→ Exercise objective:
Search the entries for lines that contain the word "large", and report each one found.

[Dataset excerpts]
+--

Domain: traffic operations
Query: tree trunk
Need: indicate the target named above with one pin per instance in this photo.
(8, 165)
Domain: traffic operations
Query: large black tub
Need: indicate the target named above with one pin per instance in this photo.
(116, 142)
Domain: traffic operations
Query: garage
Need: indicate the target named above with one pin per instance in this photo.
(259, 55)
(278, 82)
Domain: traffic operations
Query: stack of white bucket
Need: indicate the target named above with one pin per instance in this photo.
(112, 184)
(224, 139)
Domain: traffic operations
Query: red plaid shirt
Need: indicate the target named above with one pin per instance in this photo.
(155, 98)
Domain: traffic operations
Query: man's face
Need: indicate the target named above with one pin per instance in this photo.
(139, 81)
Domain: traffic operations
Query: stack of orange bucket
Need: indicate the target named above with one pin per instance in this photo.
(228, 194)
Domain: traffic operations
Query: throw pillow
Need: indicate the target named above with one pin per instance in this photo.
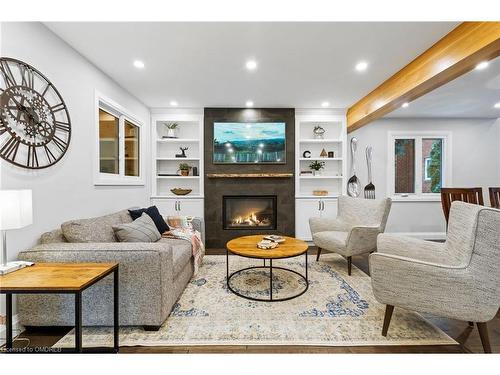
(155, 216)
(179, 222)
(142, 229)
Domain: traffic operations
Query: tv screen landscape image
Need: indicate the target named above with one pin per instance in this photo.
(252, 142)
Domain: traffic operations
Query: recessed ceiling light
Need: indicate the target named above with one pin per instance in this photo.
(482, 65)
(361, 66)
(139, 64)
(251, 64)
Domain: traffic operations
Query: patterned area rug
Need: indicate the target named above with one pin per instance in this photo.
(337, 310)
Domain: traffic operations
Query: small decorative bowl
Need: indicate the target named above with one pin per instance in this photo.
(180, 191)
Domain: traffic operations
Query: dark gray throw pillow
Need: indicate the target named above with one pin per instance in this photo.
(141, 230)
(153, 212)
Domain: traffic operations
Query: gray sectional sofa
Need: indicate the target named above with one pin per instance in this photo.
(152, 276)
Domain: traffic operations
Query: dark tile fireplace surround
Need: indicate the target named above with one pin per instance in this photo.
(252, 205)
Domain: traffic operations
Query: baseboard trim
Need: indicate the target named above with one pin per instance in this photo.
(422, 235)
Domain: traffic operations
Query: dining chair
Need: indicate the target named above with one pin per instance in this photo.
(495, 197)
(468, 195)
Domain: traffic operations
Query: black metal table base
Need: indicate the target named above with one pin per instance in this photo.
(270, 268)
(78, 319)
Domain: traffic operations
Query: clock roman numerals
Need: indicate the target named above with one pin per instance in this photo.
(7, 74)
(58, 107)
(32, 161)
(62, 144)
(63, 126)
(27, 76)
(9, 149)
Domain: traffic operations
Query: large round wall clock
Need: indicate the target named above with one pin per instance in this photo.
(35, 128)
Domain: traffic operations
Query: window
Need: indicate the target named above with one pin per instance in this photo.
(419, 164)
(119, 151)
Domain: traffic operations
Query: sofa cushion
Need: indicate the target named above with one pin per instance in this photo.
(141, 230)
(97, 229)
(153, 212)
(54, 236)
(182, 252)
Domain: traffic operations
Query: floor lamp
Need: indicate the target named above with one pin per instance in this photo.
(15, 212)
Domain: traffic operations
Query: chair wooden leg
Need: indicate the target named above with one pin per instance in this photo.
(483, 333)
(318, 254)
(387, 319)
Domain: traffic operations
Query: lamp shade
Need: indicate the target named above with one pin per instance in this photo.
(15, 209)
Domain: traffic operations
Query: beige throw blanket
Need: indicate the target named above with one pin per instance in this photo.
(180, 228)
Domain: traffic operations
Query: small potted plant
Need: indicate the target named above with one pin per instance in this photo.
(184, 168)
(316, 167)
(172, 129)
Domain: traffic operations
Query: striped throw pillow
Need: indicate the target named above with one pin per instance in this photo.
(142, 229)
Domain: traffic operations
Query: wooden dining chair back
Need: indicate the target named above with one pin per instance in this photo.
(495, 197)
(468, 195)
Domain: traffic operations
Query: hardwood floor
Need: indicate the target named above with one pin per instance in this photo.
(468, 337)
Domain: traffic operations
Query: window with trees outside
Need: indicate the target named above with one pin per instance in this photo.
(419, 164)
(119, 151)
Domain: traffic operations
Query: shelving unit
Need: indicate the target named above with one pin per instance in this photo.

+--

→ Solution for this exercise:
Query: large black tub
Query: large round wall clock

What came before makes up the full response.